** Opening DATASET RECORDS block **
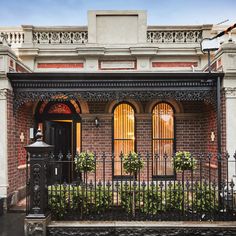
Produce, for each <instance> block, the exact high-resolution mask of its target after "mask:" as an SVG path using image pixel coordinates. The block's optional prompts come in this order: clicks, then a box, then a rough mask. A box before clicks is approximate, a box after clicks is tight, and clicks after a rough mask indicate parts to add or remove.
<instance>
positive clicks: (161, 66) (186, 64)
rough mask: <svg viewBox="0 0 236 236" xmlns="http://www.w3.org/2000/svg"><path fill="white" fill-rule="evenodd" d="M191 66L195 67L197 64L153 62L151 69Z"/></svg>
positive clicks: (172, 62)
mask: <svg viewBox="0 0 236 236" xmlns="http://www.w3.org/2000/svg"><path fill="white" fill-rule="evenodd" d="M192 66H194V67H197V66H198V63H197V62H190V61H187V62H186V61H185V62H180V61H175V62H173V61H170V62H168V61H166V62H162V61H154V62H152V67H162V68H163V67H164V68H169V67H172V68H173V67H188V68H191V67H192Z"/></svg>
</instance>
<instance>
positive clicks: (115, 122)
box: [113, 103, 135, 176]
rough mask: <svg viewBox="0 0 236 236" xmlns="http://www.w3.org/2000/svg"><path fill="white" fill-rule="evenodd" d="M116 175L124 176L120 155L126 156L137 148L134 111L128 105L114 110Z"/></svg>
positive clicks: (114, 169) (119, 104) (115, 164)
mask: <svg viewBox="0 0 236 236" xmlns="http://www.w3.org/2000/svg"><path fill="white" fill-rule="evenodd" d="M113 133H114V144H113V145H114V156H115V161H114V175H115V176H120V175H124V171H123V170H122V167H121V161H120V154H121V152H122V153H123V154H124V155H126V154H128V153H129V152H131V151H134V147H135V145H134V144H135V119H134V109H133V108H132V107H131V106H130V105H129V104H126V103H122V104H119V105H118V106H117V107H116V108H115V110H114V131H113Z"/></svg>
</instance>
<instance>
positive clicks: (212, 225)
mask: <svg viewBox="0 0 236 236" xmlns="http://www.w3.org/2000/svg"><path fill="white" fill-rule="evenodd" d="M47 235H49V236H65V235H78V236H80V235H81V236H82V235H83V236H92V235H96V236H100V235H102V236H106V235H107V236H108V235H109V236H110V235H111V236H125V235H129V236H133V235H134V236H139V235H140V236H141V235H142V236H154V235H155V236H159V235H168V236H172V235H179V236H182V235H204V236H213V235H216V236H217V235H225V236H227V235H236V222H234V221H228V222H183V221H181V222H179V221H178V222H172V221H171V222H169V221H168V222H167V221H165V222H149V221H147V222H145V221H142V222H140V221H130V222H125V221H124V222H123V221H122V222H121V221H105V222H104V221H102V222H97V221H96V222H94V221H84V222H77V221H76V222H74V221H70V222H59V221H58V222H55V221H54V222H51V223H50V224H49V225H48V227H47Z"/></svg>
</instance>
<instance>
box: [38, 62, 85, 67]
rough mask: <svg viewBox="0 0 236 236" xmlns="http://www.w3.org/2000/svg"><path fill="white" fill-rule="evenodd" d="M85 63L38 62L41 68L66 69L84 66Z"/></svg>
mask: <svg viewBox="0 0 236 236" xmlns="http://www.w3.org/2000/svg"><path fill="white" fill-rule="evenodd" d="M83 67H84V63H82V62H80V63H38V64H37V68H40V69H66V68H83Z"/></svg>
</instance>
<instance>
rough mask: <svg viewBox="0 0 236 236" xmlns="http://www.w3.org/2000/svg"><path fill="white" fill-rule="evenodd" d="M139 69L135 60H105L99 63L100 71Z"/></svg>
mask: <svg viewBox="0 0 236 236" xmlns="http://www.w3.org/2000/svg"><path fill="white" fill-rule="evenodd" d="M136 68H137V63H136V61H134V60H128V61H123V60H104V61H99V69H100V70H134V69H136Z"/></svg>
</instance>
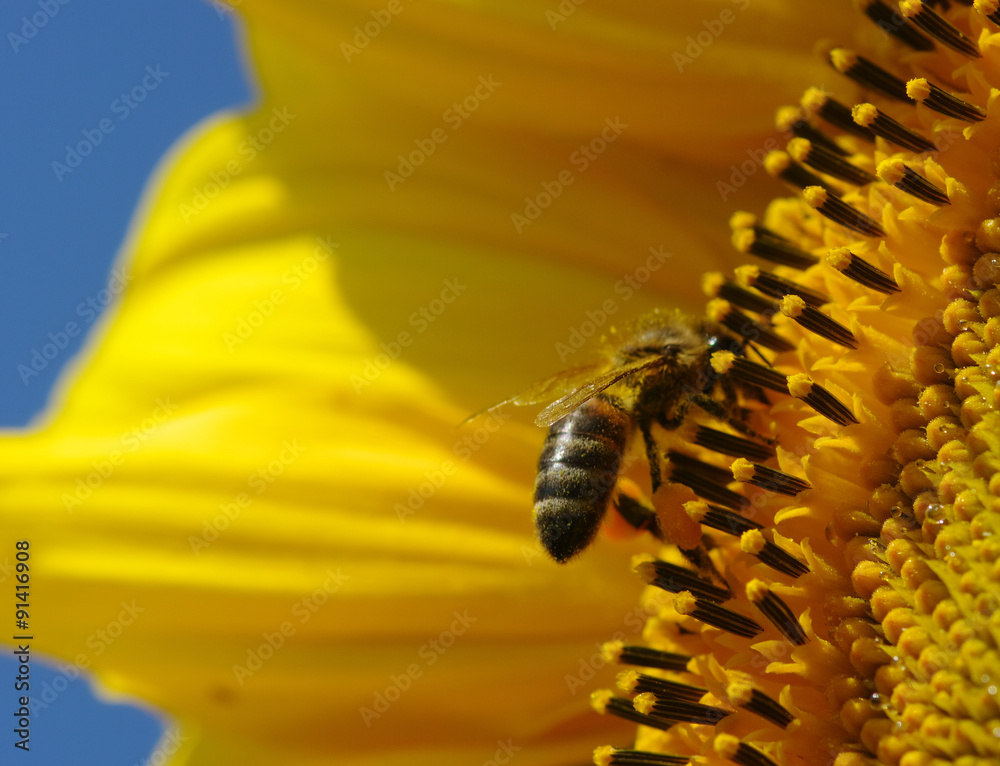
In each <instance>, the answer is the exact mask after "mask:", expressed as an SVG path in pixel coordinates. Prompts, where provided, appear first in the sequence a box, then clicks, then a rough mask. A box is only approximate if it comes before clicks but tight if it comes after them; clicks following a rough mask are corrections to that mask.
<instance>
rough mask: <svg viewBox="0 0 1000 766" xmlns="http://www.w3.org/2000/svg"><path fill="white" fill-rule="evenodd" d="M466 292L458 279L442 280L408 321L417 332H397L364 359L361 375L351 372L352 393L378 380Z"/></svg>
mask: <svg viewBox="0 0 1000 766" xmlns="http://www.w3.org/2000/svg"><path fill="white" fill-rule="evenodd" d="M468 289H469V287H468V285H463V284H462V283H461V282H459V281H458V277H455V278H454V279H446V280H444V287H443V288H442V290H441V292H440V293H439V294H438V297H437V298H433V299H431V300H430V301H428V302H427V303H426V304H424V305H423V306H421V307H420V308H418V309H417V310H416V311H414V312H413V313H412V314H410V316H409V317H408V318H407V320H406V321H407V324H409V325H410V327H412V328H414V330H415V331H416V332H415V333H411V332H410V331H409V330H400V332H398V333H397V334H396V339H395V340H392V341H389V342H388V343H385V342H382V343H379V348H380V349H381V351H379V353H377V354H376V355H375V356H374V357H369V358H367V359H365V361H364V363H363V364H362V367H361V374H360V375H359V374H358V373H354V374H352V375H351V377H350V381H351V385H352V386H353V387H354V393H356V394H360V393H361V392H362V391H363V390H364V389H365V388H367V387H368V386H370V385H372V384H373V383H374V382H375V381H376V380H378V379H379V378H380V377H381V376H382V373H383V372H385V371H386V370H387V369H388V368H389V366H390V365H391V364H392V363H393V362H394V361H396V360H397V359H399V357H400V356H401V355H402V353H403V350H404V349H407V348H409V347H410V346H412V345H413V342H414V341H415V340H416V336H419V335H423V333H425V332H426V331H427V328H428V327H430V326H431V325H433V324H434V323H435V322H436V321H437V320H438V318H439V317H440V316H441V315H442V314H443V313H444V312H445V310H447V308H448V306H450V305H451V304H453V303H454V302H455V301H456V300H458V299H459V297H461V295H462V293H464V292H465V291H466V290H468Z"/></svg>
** Closing DATASET RECORDS block **
_YOUR ASSIGNMENT_. Check each line in the data for the word "before", then report only how many lines contain it.

_WRITTEN SOLUTION_. 2